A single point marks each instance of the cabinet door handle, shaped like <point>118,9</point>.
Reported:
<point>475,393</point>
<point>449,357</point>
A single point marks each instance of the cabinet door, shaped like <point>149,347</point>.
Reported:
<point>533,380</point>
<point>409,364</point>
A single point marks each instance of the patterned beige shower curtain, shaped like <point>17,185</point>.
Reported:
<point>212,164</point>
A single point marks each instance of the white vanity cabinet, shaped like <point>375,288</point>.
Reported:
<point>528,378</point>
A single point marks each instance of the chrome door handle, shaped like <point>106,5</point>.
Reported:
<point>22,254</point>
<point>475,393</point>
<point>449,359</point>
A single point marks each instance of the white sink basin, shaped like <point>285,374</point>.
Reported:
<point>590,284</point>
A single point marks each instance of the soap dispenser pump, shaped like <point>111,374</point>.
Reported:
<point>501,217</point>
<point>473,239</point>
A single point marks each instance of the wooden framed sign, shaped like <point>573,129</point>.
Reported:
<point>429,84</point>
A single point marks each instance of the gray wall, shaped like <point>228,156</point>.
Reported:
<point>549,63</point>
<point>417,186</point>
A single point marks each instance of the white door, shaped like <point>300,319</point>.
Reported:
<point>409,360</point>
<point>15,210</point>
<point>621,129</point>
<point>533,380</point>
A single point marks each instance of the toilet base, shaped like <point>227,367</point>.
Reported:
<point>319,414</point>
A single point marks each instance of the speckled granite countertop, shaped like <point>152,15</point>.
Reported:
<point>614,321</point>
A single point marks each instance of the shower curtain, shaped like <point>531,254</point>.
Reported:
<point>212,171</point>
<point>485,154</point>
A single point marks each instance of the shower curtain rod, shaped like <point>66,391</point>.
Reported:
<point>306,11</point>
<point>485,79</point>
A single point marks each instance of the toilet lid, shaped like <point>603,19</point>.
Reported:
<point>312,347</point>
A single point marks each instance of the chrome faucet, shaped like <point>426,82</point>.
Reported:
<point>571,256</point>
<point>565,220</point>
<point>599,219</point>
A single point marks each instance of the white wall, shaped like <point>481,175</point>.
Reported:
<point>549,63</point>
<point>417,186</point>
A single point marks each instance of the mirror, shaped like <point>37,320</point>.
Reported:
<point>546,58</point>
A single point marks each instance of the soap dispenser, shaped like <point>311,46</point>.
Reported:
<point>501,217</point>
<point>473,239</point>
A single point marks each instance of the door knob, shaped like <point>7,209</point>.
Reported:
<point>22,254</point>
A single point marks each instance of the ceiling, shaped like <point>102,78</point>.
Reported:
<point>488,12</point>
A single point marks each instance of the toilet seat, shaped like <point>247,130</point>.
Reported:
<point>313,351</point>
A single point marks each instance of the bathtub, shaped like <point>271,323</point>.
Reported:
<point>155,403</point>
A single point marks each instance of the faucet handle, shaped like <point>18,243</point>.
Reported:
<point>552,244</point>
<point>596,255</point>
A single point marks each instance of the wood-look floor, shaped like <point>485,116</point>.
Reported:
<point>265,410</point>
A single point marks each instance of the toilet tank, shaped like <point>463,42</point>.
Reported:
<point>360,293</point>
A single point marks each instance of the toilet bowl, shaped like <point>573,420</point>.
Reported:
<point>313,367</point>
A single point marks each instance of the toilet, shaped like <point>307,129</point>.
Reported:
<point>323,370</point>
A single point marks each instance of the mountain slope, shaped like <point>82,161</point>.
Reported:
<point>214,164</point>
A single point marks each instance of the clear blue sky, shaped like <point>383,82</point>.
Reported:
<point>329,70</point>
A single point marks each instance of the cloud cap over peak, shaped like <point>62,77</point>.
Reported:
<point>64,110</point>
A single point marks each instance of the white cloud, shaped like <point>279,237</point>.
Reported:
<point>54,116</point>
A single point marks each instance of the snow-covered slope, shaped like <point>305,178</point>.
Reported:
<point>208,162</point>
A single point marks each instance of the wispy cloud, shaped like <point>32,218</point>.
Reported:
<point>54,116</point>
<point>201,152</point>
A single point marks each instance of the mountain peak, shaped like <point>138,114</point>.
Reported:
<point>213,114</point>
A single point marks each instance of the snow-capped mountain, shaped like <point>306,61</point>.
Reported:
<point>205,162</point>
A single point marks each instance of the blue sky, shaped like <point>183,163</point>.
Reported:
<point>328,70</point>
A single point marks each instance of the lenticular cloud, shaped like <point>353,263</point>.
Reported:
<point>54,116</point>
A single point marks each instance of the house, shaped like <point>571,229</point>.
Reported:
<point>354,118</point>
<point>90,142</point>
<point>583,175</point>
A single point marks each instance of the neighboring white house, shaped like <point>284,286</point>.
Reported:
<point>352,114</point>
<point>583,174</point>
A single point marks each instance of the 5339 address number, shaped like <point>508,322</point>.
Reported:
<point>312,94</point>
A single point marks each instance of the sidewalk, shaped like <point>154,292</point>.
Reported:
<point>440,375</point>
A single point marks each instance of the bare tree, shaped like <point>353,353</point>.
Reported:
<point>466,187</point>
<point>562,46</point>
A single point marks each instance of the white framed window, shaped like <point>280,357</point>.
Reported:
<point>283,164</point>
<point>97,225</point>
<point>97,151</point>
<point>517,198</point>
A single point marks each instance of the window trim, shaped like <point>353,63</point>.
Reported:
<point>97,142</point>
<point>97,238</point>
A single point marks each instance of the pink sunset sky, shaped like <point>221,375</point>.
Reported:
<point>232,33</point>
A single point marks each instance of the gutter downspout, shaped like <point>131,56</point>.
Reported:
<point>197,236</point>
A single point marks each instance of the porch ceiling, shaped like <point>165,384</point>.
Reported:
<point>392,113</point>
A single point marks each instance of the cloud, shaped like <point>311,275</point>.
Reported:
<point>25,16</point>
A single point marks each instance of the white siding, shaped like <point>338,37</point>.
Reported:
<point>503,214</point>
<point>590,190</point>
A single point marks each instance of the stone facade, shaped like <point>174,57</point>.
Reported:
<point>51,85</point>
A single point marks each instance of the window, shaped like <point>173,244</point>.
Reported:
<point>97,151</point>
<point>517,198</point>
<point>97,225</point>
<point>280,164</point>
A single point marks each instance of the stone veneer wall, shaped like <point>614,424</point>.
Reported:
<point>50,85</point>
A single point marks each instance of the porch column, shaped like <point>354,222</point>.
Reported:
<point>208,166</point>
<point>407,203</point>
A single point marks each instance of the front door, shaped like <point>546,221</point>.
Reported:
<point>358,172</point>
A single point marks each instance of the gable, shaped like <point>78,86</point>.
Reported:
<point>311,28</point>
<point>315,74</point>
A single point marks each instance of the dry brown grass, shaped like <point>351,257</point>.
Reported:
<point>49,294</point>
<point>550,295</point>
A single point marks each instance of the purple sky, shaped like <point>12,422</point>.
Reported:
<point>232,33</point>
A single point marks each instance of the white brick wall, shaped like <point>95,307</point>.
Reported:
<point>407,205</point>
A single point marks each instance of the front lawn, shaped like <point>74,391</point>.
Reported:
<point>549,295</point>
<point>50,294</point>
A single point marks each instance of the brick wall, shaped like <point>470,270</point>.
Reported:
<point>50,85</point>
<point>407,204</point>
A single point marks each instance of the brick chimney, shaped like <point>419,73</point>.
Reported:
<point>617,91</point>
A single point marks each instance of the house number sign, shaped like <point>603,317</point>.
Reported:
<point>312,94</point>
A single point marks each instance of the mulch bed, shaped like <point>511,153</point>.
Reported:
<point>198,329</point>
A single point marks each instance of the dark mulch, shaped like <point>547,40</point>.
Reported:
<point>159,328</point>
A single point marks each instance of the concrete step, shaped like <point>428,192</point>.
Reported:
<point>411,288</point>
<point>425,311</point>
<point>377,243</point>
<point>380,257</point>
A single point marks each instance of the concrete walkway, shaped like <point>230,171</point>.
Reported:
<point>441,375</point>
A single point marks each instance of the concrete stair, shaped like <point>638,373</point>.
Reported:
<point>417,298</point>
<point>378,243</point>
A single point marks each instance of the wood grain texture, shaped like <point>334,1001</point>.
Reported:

* * * * * * * * *

[OBJETIVO DA TAREFA] Por favor, disponha como uma lista JSON de strings o trecho da listagem que vai da linha que contém "A single point marks each instance of the bathtub, shaped" até a linha que contém "<point>596,255</point>", ambas incluídas. Use uma string para cada linha e omita as linhas em branco.

[RESPOSTA DA TAREFA]
[
  "A single point marks each instance of the bathtub, shaped like <point>271,323</point>.",
  "Reported:",
  "<point>155,403</point>",
  "A single point marks each instance of the faucet handle, shaped like <point>18,243</point>.",
  "Reported:",
  "<point>552,244</point>",
  "<point>596,255</point>"
]